- [PAGE EXTRACT]
⁂

Common Name: Marshmallow Root

Botanical NameAlthea officinalis

Family:  Malvaceae (Mallow family)

Description:  An upright perennial growing to 4 feet tall, has oval to heart-shaped, usually lobed and toothed velvety leaves.  Lavender to pinkish-white flowers (July – October) are large, with five petals.

Habitat and Range:  Found at the edges of salt and freshwater marshes.  Introduced from Europe, Marshmallow now grows wild in scattered locations from Quebec to Virginia and west to Michigan and Arkansas.

Parts Used:  Root and leaf.

Collection:  The leaves should be collected in summer after flowering and the root is unearthed in late autumn.  The leaves collected just before flowering is said to enhance the mucilaginous extraction.  The root should be cleaned of root fibers and cork and dried immediately.

Historical Notes:  Its botanical name comes from the Greek word altho, meaning “to heal”.  Marshmallow has been used since Ancient Egyptian times.  The fresh young tops are still eaten in France as a spring tonic, but it is used, nowadays generally, as a last resort, especially in times of famine.  Some Middle Eastern peoples boil marshmallow and then fry it with onions and butter.  A confection made from the herb was the inspiration for the candy called marshmallow, but the commercial product contains no trace of the plant.

⁂

- [DATASET CONTENT]
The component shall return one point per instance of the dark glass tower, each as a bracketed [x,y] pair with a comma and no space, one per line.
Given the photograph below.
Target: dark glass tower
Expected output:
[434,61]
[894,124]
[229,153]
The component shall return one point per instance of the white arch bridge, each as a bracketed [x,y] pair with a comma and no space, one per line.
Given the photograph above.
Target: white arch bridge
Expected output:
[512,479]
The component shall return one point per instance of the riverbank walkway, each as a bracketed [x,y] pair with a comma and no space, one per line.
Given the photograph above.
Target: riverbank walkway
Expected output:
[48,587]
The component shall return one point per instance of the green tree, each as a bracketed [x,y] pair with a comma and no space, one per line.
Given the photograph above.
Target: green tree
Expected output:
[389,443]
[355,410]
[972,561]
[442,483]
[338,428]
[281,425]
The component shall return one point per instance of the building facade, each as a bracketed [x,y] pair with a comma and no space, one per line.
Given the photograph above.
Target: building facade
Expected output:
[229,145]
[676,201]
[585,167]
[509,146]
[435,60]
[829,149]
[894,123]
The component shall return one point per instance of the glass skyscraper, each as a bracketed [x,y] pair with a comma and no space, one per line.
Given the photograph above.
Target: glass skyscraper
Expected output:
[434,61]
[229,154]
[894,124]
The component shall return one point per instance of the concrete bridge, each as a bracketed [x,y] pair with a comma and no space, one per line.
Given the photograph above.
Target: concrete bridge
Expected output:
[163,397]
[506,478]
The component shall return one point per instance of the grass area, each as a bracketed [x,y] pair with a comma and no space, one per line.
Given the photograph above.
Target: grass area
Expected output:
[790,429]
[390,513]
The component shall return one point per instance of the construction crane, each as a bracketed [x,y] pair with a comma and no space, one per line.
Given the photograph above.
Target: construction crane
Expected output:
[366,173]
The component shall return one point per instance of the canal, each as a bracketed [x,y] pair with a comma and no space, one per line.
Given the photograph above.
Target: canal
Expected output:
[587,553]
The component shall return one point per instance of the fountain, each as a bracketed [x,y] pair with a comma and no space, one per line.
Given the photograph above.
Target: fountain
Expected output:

⁂

- [DIRECTIONS FOR THIS TASK] In the marshmallow root profile, what Greek word is given as the source of the plant's botanical name, and what does that word mean?

- [RESULT OF THE EXERCISE] The Greek word altho, meaning "to heal."